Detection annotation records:
+ + +

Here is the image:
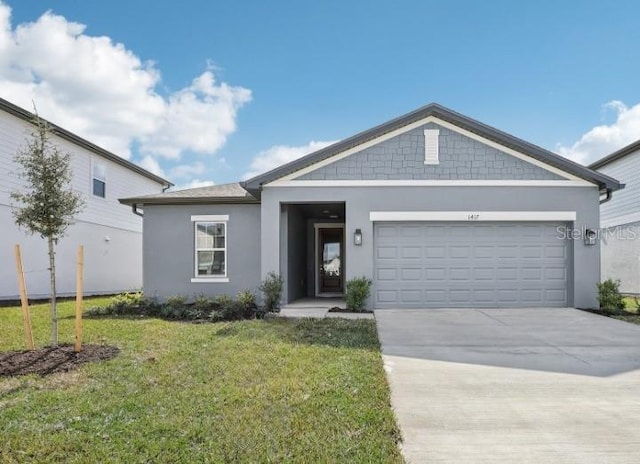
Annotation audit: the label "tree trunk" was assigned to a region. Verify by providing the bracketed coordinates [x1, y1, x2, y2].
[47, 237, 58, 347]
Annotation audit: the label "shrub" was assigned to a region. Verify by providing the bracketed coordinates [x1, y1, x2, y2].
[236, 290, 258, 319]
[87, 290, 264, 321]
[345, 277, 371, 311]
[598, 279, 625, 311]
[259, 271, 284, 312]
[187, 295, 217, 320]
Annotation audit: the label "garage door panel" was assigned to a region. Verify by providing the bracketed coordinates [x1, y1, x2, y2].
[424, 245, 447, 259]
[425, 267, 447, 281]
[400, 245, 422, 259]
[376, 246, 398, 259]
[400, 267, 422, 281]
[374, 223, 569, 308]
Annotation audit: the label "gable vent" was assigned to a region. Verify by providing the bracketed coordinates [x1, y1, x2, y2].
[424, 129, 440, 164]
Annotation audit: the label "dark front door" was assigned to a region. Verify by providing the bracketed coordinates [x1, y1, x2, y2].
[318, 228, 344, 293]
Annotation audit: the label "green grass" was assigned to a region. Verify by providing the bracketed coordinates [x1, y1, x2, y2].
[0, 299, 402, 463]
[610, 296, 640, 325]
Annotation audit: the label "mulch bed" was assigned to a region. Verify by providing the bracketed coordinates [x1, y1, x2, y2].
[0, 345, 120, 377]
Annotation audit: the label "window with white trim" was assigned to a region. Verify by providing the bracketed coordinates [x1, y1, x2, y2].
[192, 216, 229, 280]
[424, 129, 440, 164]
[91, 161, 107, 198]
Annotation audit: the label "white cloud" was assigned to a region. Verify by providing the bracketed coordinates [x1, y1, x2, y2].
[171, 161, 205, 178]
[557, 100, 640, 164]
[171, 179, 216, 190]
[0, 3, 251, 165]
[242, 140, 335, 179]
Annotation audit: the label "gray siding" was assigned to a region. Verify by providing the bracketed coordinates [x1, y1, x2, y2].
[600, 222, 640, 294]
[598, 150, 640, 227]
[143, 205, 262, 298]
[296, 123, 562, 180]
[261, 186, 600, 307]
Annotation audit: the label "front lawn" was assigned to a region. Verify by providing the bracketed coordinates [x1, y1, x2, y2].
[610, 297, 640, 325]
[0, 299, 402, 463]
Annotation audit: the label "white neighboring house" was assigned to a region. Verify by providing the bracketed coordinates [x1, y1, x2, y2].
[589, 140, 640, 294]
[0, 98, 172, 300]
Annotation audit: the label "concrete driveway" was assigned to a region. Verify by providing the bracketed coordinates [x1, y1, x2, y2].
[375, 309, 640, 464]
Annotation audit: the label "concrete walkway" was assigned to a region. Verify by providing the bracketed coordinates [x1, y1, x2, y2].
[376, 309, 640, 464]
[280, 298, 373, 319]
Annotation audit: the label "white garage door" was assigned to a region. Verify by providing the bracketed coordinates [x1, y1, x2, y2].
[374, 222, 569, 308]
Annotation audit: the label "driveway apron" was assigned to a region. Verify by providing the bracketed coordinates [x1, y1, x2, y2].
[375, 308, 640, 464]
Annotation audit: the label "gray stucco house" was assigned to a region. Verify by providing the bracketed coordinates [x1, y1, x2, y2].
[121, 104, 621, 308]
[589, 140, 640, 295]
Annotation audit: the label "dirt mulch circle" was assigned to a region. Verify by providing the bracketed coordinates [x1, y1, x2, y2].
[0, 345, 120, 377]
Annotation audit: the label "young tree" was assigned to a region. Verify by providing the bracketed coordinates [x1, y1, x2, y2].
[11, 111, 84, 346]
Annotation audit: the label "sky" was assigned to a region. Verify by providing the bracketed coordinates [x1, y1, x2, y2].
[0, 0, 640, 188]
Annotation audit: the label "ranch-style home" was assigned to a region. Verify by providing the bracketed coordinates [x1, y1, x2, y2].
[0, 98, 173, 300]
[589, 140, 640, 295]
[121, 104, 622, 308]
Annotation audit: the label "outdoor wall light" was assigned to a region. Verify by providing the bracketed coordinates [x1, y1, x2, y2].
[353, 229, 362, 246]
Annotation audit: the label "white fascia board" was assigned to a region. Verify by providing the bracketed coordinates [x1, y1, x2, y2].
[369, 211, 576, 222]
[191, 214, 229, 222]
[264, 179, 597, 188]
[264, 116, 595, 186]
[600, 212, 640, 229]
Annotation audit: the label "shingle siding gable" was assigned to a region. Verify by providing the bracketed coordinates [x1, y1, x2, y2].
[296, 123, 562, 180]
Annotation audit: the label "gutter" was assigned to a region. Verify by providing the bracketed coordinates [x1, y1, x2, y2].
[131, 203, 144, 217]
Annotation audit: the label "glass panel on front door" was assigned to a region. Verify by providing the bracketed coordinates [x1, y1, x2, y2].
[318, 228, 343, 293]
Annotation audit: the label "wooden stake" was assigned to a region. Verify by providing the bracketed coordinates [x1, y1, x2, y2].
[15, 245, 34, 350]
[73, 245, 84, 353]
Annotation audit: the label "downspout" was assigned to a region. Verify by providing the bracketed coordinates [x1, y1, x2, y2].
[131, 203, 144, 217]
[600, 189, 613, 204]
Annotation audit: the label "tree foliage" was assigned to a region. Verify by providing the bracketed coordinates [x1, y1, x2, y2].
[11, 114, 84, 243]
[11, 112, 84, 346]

+ + +

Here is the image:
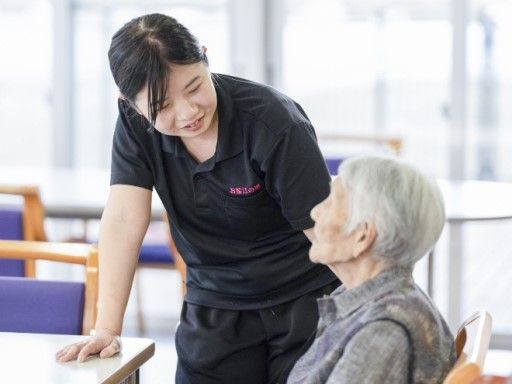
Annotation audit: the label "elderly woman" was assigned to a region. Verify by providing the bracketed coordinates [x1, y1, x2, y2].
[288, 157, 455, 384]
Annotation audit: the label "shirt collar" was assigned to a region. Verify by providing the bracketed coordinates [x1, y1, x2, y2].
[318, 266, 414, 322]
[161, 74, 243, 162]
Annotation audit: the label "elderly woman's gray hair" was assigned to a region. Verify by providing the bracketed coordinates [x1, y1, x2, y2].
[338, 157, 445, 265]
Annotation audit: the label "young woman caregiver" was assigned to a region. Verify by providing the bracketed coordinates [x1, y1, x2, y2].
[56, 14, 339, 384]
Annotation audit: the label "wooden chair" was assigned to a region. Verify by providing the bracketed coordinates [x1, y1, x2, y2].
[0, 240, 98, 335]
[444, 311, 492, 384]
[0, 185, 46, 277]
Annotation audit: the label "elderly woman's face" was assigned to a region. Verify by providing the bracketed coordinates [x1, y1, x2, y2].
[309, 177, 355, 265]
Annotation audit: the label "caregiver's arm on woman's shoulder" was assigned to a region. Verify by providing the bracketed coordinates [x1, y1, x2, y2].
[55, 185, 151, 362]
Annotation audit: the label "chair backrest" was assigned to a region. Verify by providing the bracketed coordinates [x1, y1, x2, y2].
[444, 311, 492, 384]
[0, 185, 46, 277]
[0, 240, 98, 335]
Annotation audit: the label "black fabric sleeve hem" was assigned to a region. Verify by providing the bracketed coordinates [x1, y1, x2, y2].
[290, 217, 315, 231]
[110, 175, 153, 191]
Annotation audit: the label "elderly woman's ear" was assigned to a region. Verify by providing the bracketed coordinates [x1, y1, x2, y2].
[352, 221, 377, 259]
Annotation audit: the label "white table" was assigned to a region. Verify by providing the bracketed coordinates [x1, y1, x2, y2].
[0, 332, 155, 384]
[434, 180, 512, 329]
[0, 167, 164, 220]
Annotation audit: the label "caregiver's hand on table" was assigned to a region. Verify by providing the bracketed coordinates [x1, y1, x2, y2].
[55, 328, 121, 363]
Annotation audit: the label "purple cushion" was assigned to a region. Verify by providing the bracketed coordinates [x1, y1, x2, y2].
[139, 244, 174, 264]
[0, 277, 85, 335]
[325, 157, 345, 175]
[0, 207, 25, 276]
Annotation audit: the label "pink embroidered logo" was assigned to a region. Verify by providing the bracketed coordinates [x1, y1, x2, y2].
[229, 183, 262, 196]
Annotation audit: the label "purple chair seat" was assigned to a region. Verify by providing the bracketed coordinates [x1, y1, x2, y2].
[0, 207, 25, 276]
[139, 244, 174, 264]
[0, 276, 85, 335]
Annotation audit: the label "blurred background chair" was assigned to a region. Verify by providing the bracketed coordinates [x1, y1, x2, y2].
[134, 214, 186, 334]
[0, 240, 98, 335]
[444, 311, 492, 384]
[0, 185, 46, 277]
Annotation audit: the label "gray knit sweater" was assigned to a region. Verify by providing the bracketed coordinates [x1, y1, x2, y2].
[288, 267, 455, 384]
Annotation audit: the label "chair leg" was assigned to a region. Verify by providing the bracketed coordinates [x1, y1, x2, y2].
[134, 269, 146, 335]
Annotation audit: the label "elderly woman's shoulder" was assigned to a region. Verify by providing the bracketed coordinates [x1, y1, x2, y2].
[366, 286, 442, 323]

+ + +

Please extract every line of the records that contains the string "gray". Only matches in the same case count.

Annotation audit: the label "gray siding" was assigned to a region. Verify by providing the bracketed coordinates [x1, y1, x2, y2].
Annotation audit: the label "gray stucco house" was assigned to a region. Verify by providing the bracketed coordinates [x1, y1, x2, y2].
Annotation audit: the label "elderly woman's gray hair" was assigned to a region. Verify by providing the bracketed coordinates [x1, y1, x2, y2].
Annotation audit: the label "gray knit sweater" was assigned to a region. Verify by providing the bracketed coordinates [x1, y1, x2, y2].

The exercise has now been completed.